**Tareas del ejercicio:**
1. Según el texto sobre el financiamiento del tratamiento de las adicciones, ¿qué asignación inicial prometió la pasada administración para crear el programa Pitirre y a qué cantidad quedó reducida?
2. Prosiga el texto sobre el financiamiento del tratamiento de las adicciones a partir de su última oración.

**Texto de referencia:**
━━━━

Por ello se convierte en una asignatura inaplazable para el Gobierno allegar recursos para adecuadamente manejar el problema de la dependencia de sustancias desde una perspectiva médica y salubrista, en lugar de seguir asignándole a este asunto paupérrimas asignaciones presupuestarias que condenan los esfuerzos al fracaso sin que se registre un cambio significativo en la sociedad.
Así ocurre con los programas de metadona (que se encamina a cumplir 50 años de establecida), de buprenorfina (que comenzó en el 2010), y el Programa Integral de Acceso a Tratamiento, Recuperación e Integración Comunitaria (Pitirre). Para la creación de este último, diseñado para establecer un programa multidisciplinario a nivel Isla de tratamientos coordinados para los adictos, la pasada administración prometió una asignación inicial de $10 millones que quedó reducida a $1,4 millones.
Y en el último presupuesto recomendado por el actual gobernador Alejandro García Padilla, apenas hay asignados $1,6 millones a este programa, pese a las promesas de campaña del Ejecutivo de promover la medicación como tratamiento para los adictos.

━━━━

**Datos proporcionados:**

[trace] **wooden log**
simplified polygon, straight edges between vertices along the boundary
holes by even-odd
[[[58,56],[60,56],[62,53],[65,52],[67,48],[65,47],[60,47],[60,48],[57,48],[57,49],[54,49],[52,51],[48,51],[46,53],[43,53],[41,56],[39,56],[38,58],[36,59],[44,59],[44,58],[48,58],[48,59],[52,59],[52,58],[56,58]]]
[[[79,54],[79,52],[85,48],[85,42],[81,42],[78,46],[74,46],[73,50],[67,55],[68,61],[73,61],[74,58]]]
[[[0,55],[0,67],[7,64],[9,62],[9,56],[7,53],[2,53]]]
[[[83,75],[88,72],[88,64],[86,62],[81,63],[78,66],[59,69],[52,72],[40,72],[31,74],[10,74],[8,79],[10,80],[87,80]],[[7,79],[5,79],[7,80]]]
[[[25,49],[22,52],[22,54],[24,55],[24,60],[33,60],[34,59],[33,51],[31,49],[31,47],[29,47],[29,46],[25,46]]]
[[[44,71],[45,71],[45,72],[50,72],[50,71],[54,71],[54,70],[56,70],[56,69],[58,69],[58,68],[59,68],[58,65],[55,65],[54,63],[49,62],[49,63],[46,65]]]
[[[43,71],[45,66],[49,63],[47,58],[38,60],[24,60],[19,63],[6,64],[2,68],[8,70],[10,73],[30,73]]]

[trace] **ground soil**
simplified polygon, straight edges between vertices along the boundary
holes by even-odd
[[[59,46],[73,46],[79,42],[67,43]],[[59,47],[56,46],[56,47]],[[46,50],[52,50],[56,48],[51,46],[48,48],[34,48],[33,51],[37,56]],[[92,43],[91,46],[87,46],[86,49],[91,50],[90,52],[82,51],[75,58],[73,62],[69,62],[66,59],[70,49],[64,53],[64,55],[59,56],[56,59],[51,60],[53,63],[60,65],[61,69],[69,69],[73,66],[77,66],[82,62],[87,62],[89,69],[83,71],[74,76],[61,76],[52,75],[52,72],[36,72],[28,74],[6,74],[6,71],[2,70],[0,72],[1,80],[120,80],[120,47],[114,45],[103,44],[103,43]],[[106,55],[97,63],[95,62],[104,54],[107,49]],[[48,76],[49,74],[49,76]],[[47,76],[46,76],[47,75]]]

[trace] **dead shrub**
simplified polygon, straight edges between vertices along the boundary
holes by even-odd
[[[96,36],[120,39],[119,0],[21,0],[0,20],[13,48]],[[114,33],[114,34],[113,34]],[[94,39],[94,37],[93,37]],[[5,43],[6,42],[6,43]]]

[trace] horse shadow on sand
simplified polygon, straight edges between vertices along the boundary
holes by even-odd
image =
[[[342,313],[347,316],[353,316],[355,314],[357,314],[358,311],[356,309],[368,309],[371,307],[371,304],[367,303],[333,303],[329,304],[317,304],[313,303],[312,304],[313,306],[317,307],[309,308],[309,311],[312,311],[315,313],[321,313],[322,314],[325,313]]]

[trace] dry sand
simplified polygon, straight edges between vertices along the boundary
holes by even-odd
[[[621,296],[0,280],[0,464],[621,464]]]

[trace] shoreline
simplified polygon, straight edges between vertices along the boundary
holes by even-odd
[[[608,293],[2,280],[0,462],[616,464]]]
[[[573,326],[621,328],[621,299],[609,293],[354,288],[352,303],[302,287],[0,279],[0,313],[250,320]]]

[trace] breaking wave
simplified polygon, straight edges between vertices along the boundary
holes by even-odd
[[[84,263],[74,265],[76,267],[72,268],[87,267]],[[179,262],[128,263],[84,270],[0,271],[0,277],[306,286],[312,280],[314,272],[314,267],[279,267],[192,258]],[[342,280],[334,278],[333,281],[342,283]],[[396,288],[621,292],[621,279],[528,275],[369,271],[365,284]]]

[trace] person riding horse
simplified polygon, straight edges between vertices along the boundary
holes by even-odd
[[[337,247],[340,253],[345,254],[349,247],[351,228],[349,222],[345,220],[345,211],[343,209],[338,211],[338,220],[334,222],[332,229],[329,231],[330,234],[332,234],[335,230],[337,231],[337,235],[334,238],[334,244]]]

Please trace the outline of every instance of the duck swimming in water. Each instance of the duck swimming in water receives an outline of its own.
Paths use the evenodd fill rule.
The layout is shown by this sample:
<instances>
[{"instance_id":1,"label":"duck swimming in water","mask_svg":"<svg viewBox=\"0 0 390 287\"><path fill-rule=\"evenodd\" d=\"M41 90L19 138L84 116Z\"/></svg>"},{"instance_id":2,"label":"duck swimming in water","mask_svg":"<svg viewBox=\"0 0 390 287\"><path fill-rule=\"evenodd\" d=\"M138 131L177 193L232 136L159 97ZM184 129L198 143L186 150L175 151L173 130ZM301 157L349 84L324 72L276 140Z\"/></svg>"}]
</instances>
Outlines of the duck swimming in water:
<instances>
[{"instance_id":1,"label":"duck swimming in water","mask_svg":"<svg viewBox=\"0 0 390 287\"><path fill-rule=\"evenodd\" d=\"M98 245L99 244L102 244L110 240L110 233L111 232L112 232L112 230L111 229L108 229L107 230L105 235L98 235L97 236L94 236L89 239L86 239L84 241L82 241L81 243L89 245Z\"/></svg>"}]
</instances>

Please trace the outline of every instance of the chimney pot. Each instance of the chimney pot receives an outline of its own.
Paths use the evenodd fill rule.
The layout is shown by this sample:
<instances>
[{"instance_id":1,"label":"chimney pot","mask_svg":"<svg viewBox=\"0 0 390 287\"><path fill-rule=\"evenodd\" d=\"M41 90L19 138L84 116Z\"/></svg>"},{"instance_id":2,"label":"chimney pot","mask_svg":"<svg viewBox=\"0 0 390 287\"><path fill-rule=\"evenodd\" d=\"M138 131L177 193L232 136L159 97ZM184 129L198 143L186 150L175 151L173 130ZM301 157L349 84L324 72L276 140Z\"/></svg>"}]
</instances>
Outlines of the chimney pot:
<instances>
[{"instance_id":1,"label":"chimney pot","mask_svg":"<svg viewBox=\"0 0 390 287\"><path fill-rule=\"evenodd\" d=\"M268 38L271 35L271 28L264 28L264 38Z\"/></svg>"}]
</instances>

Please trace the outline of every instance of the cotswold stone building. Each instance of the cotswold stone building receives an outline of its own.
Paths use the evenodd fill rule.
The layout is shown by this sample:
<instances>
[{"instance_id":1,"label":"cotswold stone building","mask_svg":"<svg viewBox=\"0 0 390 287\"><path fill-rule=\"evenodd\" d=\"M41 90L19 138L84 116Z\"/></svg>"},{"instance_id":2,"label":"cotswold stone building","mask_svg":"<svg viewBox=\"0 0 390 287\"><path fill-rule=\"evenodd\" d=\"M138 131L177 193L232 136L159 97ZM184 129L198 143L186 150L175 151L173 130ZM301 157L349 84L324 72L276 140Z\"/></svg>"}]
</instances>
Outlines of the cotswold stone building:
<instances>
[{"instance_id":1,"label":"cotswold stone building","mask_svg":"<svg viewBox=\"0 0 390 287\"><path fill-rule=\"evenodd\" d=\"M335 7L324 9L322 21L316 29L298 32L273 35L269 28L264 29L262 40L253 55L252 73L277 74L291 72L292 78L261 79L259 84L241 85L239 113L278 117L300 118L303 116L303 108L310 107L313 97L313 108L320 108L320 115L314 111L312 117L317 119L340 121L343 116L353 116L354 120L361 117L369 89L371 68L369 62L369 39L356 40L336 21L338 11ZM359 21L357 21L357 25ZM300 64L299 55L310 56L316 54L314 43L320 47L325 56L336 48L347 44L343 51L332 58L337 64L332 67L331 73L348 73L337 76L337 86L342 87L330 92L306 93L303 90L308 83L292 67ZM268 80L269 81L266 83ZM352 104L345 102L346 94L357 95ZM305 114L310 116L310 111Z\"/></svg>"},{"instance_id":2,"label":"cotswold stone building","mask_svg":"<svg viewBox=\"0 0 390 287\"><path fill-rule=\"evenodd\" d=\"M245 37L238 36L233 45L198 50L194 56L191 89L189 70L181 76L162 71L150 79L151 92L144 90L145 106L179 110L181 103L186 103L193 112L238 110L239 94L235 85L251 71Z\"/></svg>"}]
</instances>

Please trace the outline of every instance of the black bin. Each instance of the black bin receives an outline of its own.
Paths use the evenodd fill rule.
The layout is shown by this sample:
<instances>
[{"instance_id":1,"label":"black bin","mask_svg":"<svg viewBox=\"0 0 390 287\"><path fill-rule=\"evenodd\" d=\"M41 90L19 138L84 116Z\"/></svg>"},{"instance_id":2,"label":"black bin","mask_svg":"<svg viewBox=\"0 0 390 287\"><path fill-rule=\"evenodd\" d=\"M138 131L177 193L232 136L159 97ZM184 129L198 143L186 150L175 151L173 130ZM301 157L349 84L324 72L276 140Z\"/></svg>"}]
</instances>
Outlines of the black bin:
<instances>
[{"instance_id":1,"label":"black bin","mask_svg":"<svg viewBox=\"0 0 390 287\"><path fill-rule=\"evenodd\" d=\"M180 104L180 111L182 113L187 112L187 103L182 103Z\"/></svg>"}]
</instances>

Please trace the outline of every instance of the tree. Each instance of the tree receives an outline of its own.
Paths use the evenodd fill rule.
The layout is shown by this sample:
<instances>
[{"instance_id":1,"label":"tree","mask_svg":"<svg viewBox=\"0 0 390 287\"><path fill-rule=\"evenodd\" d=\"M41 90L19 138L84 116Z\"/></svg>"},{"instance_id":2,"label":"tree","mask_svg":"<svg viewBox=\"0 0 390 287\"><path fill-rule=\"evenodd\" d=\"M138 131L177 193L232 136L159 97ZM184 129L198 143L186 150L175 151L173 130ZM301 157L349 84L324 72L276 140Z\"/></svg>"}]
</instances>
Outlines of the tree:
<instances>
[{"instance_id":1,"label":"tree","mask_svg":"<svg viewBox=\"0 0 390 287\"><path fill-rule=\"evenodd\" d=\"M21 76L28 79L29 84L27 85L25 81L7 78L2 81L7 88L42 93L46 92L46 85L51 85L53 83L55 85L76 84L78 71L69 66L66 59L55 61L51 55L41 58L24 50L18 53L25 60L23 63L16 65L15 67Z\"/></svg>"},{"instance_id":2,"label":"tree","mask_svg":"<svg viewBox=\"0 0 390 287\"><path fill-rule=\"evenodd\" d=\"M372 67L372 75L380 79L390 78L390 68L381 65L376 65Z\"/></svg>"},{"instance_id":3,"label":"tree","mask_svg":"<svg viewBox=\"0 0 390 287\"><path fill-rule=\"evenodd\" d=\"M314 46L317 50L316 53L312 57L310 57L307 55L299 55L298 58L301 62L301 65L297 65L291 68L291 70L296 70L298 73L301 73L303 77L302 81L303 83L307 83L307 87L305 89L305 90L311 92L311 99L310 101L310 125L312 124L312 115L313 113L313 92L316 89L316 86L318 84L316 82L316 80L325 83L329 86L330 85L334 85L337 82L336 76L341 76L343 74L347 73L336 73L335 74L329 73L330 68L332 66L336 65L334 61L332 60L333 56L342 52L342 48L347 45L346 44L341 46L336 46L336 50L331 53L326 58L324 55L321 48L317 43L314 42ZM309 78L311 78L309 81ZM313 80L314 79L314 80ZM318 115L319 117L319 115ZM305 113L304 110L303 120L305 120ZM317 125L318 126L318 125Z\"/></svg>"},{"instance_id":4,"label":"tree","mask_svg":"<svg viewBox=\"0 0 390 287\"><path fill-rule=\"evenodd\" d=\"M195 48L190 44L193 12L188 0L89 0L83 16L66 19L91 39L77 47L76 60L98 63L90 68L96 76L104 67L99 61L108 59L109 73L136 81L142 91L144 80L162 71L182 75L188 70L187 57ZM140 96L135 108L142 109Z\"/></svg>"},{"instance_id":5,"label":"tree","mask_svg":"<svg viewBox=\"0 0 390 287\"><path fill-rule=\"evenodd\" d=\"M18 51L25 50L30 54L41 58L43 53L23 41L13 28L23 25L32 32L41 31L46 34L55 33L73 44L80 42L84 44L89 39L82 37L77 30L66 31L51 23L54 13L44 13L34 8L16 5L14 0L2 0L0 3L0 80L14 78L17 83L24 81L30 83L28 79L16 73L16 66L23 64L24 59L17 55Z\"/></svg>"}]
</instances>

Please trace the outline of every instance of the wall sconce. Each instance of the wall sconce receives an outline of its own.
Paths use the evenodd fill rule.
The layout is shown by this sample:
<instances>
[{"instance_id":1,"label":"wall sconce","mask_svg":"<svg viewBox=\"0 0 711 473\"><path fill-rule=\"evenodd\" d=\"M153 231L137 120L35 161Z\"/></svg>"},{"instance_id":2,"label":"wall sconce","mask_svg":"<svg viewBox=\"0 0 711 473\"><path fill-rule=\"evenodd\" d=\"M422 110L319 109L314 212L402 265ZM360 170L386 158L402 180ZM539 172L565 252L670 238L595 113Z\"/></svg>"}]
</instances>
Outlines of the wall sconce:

━━━━

**Respuestas por tarea:**
1. Prometió $10 millones, que quedaron reducidos a $1,4 millones.

2.
Estamos claros en que el aparato gubernamental opera desde hace un tiempo dentro de un cuadro de precariedad fiscal. Empero, el problema de las asignaciones mínimas para los programas de tratamientos médicos para manejar la dependencia de derivados de opiáceos responde más a un asunto de visión que de disponibilidad de fondos.
Por un lado, la drogodependencia tiene que dejar de verse como un asunto que amerita discutirse únicamente como parte del discurso electoral.
Igualmente, hay que trascender la limitadísima visión de que el sufrimiento de 70 000 almas enmarañadas en las garras de la adicción es un asunto que atañe únicamente a esta población y a sus familiares o allegados. Una dolorosa realidad que bien describió el titular de la Administración de Servicios de Salud Mental y Contra la Adicción (Assmca), doctor Salvador Santiago, cuando describió la adicción como “la lepra de estos tiempos”.
Como país tenemos que acoger la drogadicción como un complejo mal que a todos nos compete por sus amplias ramificaciones sociales, especialmente en lo que respecta a la pérdida de capital humano.
Está comprobado que el m anejo salubrista de la drogodependencia mediante tratamientos con medicamentos como la buprenorfina ayuda a reducir el crimen asociado con la adicción por casi 50%, la reincidencia por alrededor de 30% y reduce, además, el contagio con VIH y hepatitis B y C. Asimismo, el costo anual de tratamiento con la buprenorfina o la metadona para un adicto a opiáceos es significativamente menor que lo que cuesta mantenerlo encarcelado.
A ello hay que sumarle la enorme ganancia social para el país que representa el mejoramiento del estado de salud física y emocional de un adicto, y el potencial de este para reintegrarse a la vida en comunidad y generar capital humano que se asocia con estos tratamientos.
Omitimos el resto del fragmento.